• _Dokument_:
· · ·

Entscheidungsstichwort (Thema)
Konzernbesteuerung, Verlustabzug für ausländische Tochtergesellschaft
Leitsatz (amtlich)
Die Artikel 43 EG und 48 EG stehen beim derzeitigen Stand des Gemeinschaftsrechts einer Regelung eines Mitgliedstaats nicht entgegen, die es einer gebietsansässigen Muttergesellschaft allgemein verwehrt, von ihrem steuerpflichtigen Gewinn Verluste abzuziehen, die einer in einem anderen Mitgliedstaat ansässigen Tochtergesellschaft dort entstanden sind, während sie einen solchen Abzug für Verluste einer gebietsansässigen Tochtergesellschaft zulässt. Es verstößt jedoch gegen die Artikel 43 EG und 48 EG, der gebietsansässigen Muttergesellschaft eine solche Möglichkeit dann zu verwehren, wenn die gebietsfremde Tochtergesellschaft die im Staat ihres Sitzes für den von dem Abzugsantrag erfassten Steuerzeitraum sowie frühere Steuerzeiträume vorgesehenen Möglichkeiten zur Berücksichtigung von Verlusten ausgeschöpft hat, gegebenenfalls durch Übertragung dieser Verluste auf einen Dritten oder ihre Verrechnung mit Gewinnen, die die Tochtergesellschaft in früheren Zeiträumen erwirtschaftet hat, und wenn keine Möglichkeit besteht, dass die Verluste der ausländischen Tochtergesellschaft im Staat ihres Sitzes für künftige Zeiträume von ihr selbst oder von einem Dritten, insbesondere im Fall der Übertragung der Tochtergesellschaft auf ihn, berücksichtigt werden.
Normenkette
EGVtr Art. 43, 48
Beteiligte
David Halsey (Her Majesty’s Inspector of Taxes) |
Verfahrensgang
High Court of Justice London (Entscheidung vom 16.07.2003) |
Tatbestand
„Artikel 43 EG und 48 EG ‐ Körperschaftsteuer ‐ Konzern ‐ Steuervorteil ‐ Gewinne von Muttergesellschaften ‐ Abzug der Verluste einer gebietsansässigen Tochtergesellschaft ‐ Bewilligung ‐ Abzug der Verluste einer gebietsfremden Tochtergesellschaft ‐ Ausschluss”

· · ·

• _Vorliegende Zeilen_:
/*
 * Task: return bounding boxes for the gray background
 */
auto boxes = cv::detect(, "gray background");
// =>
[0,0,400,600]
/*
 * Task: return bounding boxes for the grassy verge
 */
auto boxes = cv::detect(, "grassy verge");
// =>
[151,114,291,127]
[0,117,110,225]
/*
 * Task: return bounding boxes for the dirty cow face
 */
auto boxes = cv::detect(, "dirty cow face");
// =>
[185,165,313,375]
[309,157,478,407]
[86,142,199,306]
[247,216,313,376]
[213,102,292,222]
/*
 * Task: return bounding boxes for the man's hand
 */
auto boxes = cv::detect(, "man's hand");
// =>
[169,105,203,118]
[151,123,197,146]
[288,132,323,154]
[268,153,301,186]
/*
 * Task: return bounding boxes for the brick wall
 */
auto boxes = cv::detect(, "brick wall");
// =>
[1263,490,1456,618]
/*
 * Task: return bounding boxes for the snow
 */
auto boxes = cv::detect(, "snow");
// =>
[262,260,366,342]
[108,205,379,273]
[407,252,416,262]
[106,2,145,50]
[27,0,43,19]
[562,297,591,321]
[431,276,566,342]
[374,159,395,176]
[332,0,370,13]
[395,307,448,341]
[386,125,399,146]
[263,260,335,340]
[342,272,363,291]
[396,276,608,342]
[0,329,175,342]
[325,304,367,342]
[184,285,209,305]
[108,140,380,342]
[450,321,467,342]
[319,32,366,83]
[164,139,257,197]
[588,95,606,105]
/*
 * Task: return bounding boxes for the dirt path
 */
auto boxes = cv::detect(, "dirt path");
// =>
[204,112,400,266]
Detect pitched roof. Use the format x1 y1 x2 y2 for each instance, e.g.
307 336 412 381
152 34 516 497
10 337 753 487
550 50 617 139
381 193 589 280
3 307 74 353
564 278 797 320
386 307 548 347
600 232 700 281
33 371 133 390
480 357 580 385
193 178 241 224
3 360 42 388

· · ·

• _Aufgabe A_: Wie lässt sich das Dokument zur Konzernbesteuerung in zwei Sätzen zusammenfassen?
• _Aufgabe B_: Führen Sie das Dokument zur Konzernbesteuerung im Anschluss an seinen letzten Abschnitt weiter.
Die Zeilen werden hier nicht gebraucht.

• _Schriftliche Antwort A_: Nach dem amtlichen Leitsatz stehen die Artikel 43 EG und 48 EG beim derzeitigen Stand des Gemeinschaftsrechts einer Regelung nicht entgegen, die einer gebietsansässigen Muttergesellschaft allgemein den Abzug der Verluste einer in einem anderen Mitgliedstaat ansässigen Tochtergesellschaft verwehrt, während sie ihn für Verluste einer gebietsansässigen Tochtergesellschaft zulässt. Ein Verstoß liegt jedoch vor, wenn der Abzug auch dann verwehrt wird, wenn die gebietsfremde Tochtergesellschaft die Möglichkeiten zur Berücksichtigung der Verluste in ihrem Sitzstaat ausgeschöpft hat und keine Möglichkeit besteht, dass diese Verluste dort künftig von ihr selbst oder von einem Dritten berücksichtigt werden.

• _Schriftliche Antwort B_:
In der Rechtssache C-446/03
betreffend ein Vorabentscheidungsersuchen nach Artikel 234 EG, eingereicht vom High Court of Justice (England & Wales), Chancery Division (Vereinigtes Königreich), mit Entscheidung vom 16. Juli 2003, beim Gerichtshof eingegangen am 22. Oktober 2003, in dem Verfahren
Marks & Spencer plc
gegen
David Halsey (Her Majesty’s Inspector of Taxes)
erlässt
DER GERICHTSHOF (Große Kammer)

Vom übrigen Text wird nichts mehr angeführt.